GIVEN PASSAGE:
# # # # # # #

Days 61–90: Delivery and the second sale
The third month is delivery and learning. You will discover things about the service that the early-design phase did not predict. The scope of work tightens. Specific deliverables get renamed because clients describe them differently. The time the service actually takes becomes legible, and it is usually 30 to 50 per cent more than your initial estimate.
Three things to track from day one: hours per engagement broken into the activities that took them, the points in the engagement where the client got most value, and the points where they got confused. The data drives everything that happens after the first three clients. Pricing adjusts upward. The proposal template becomes shorter and clearer. The next round of marketing emphasises the activities that drove value and de-emphasises the ones that turned out to be filler.

The second sale matters disproportionately. The first three clients are partly doing you a favour because they know you. The fourth and fifth client are the first ones who hire you as a stranger would, and they tell you whether the service is sellable beyond your immediate network. By day 75 or so, your first deliverables are out and you have something to show. Ask the first three clients, in writing, for a testimonial — short, specific, with their name and role. Put two of them on a public page somewhere. Use one in your next round of outreach.

# # # # # # #

APPLY WHAT YOU READ:
1. From the passage on the third month of a new service, extract the text from "Days 61–90: Delivery" up to and including "your initial estimate.".
2. Extend the passage on delivering a new service and landing the second sale, beginning right after its final sentence.

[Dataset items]
# # # # # # #

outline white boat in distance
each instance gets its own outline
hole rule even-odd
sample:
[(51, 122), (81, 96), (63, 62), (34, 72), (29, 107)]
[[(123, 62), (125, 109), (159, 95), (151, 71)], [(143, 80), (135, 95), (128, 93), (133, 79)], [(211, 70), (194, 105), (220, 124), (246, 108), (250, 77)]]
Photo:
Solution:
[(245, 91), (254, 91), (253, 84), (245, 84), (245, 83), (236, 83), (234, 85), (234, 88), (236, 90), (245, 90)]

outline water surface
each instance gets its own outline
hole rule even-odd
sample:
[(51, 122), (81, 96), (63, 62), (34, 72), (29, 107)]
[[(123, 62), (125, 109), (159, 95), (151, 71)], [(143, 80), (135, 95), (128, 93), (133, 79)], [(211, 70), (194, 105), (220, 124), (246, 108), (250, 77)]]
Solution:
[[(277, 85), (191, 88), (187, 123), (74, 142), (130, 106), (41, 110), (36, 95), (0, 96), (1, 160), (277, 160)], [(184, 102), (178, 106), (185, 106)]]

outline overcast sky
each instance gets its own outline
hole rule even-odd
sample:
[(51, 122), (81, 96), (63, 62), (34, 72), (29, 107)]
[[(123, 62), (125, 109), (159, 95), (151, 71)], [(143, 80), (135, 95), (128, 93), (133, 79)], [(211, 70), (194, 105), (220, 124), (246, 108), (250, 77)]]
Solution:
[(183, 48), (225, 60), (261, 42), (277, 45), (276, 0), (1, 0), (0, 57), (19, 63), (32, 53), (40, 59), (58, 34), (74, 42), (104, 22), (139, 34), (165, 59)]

# # # # # # #

PER-TASK OUTPUTS:
1.
Days 61–90: Delivery and the second sale
The third month is delivery and learning. You will discover things about the service that the early-design phase did not predict. The scope of work tightens. Specific deliverables get renamed because clients describe them differently. The time the service actually takes becomes legible, and it is usually 30 to 50 per cent more than your initial estimate.

2.
What to ignore in the first ninety days
The website beyond a single page with your name, your service description, your price tiers, and a contact form. Anything fancier is procrastination dressed as productivity.
Instagram and TikTok content strategy. You can build an audience on social media. You can also build a business without one. In the first ninety days, the audience strategy is a hobby that takes ten hours a week and produces almost no revenue. Do it later, if at all.
Forming an LLC or limited company. In most US states and the UK, you can run a sole trader / sole proprietorship business legally for the first year and convert to a registered company once you have revenue justifying the cost and administrative overhead. The accountant who charges you £150 to register a limited company is happy to do it on day one — but if you have no clients, you have nothing to put into the limited company.
Hiring a virtual assistant, a marketing consultant, or a business coach. All three will appear in your social feeds during the first ninety days, often with very persuasive marketing. The arithmetic is brutally simple — you do not have margin to pay anyone yet. Buy the help once you are turning down work and not before.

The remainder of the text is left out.